• Task statement: Keeping every word intact, reproduce all of the records.

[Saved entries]
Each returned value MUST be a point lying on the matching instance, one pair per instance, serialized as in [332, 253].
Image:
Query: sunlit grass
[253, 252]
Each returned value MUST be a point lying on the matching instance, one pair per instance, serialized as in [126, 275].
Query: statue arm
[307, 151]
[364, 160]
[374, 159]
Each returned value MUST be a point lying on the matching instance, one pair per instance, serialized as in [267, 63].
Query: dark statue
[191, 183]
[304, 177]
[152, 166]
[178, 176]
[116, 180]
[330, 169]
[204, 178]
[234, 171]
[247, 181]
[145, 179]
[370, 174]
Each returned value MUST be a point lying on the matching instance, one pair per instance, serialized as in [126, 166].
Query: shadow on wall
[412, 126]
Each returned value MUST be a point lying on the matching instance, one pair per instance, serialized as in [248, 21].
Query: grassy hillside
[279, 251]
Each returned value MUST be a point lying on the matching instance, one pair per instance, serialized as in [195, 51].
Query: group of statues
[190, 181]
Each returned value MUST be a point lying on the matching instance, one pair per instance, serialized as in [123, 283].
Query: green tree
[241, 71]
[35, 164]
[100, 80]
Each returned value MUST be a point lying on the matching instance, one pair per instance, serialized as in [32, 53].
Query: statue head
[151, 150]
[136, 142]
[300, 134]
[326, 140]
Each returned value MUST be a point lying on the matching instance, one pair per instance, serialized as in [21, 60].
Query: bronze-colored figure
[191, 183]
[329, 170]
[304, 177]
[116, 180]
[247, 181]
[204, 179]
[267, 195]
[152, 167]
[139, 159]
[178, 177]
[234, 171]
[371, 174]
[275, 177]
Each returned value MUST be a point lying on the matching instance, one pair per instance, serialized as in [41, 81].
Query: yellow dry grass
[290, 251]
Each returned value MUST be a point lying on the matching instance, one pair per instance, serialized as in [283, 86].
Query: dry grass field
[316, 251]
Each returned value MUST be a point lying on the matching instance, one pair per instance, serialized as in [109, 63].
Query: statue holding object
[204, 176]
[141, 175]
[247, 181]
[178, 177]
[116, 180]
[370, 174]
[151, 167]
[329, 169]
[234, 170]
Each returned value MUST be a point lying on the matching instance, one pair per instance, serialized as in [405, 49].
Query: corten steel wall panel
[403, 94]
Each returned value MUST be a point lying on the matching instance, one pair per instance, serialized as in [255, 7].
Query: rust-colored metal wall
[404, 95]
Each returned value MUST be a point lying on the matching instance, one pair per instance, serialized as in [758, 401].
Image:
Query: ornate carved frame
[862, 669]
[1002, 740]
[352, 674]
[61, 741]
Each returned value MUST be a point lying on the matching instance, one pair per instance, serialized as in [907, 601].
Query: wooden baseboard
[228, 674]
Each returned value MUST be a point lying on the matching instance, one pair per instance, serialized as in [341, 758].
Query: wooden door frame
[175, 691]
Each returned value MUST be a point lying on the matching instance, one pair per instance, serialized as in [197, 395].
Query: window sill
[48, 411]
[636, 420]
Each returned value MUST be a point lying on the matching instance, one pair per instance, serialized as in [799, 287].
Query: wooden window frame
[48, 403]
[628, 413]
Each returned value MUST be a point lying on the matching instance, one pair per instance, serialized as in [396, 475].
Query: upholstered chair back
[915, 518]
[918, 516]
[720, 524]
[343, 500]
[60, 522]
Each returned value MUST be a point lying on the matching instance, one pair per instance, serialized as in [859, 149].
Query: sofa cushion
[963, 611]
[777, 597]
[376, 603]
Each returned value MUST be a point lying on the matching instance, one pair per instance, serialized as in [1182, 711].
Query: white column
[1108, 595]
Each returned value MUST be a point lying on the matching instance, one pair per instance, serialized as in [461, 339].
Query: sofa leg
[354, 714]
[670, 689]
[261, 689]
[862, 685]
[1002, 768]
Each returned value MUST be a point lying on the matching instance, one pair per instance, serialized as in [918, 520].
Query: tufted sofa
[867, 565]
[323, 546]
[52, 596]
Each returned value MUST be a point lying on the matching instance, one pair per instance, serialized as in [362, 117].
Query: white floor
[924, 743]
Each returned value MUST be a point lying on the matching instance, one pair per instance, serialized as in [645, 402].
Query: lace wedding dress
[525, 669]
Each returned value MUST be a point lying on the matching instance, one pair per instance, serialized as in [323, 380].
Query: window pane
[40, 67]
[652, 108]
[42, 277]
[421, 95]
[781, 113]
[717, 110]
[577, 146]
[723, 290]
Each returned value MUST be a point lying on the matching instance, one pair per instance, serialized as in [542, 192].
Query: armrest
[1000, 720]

• Task solution:
Each returned value MUST be a point lying on the matching instance, one pair per instance, serialized as in [332, 253].
Image:
Query: sunlit grass
[253, 252]
Each returned value MUST be a point lying on the matching instance, one pair per instance, serialized as in [126, 275].
Query: statue arm
[307, 151]
[364, 160]
[374, 159]
Each returned value MUST be a point lying on the matching instance, one pair per instance, serialized as in [267, 63].
Query: dark statue
[191, 183]
[304, 177]
[152, 166]
[178, 176]
[116, 180]
[330, 169]
[204, 178]
[234, 171]
[247, 181]
[145, 179]
[370, 174]
Each returned value MUST be a point lying on the matching instance, one pair per instance, serialized as in [126, 166].
Query: shadow on wall
[412, 126]
Each returned value MUST be a point lying on the matching instance, one pair per instance, serialized as in [248, 21].
Query: grassy hillside
[279, 251]
Each returned value MUST be a point lying on the matching instance, one pair per instance, serialized as in [195, 51].
Query: group of statues
[190, 181]
Each returned value MUST be a point lying on the matching instance, one pair per instance, serialized as in [123, 283].
Query: green tree
[241, 71]
[35, 164]
[100, 80]
Each returned value MUST be a point lying on the matching instance, one pair per instance, serialized as in [32, 53].
Query: statue head
[151, 150]
[136, 142]
[300, 134]
[326, 140]
Each returned value MUST be a point lying on the matching instance, one pair per instance, serialized as in [21, 60].
Query: bronze-colored figure
[191, 183]
[329, 170]
[304, 177]
[116, 180]
[247, 181]
[204, 179]
[267, 195]
[152, 167]
[139, 159]
[178, 177]
[234, 171]
[371, 174]
[275, 177]
Each returned value MUST be a point lying on the matching instance, one pair per instance, serialized as in [41, 81].
Query: yellow dry grass
[290, 251]
Each returned value MUST be a point lying on the matching instance, one pair per instance, serialized as in [283, 86].
Query: dry grass field
[316, 251]
Each returned value MUST be a point lying on the matching instance, one pair per instance, serialized as in [109, 63].
Query: statue holding object
[204, 176]
[141, 175]
[247, 181]
[178, 177]
[116, 180]
[370, 174]
[151, 167]
[329, 169]
[234, 170]
Each returned value MUST be a point lying on the matching instance, one pair per instance, serialized as in [405, 49].
Query: corten steel wall panel
[403, 94]
Each returned value MUST be a point lying on the matching instance, one pair per instance, serialized as in [255, 7].
Query: rust-colored metal wall
[404, 95]
Each returned value MUST be a point lying on the matching instance, one pair per instance, serialized as in [758, 401].
Image:
Query: ornate carved frame
[862, 669]
[1002, 740]
[352, 674]
[61, 741]
Each returned value MUST be a point lying on the matching instance, one pair per instance, serialized as in [907, 601].
Query: wooden baseboard
[228, 674]
Each returned value MUST be a point lying on the matching instance, one pair per instance, serialized as in [341, 758].
Query: wooden door frame
[175, 691]
Each returned value MUST be a point lying on the matching instance, one pair per instance, serialized as in [197, 395].
Query: window sill
[48, 411]
[636, 420]
Each returned value MUST be a point lying on the matching instance, one pair per instance, serialized as in [799, 287].
Query: wooden window frame
[48, 403]
[628, 413]
Each returned value MUST be a point lying on the matching instance, one pair per instance, serialized as in [396, 475].
Query: upholstered chair back
[915, 518]
[918, 516]
[720, 524]
[343, 500]
[60, 522]
Each returned value MUST be a point lying on the matching instance, one pair per instance, serialized as in [859, 149].
Query: sofa cushion
[963, 611]
[777, 597]
[376, 603]
Each returned value MUST be a point lying on the matching instance, one pair per instance, serialized as in [1182, 711].
Query: white column
[1108, 595]
Each returned value MUST be a point lying on the matching instance, one pair per instance, serialized as in [461, 339].
Query: sofa leg
[354, 714]
[670, 689]
[261, 689]
[862, 685]
[1002, 768]
Each returned value MUST be a point lying on the matching instance, one pair per instance, serialized as in [918, 520].
Query: tufted sofa
[867, 565]
[323, 546]
[52, 596]
Each returned value MUST be a point lying on the matching instance, one pair per instance, serialized as in [362, 117].
Query: white floor
[924, 743]
Each returned value MUST be a point lying on the matching instance, one pair per instance, serialized as in [645, 402].
Query: lace wedding dress
[525, 669]
Each returned value MUST be a point lying on the matching instance, one pair per instance, serialized as in [323, 380].
Query: window pane
[40, 67]
[652, 108]
[42, 277]
[421, 95]
[781, 113]
[717, 110]
[577, 146]
[723, 290]
Each returned value MUST be a point lying on the matching instance, one pair per instance, serialized as in [542, 192].
Query: armrest
[1000, 720]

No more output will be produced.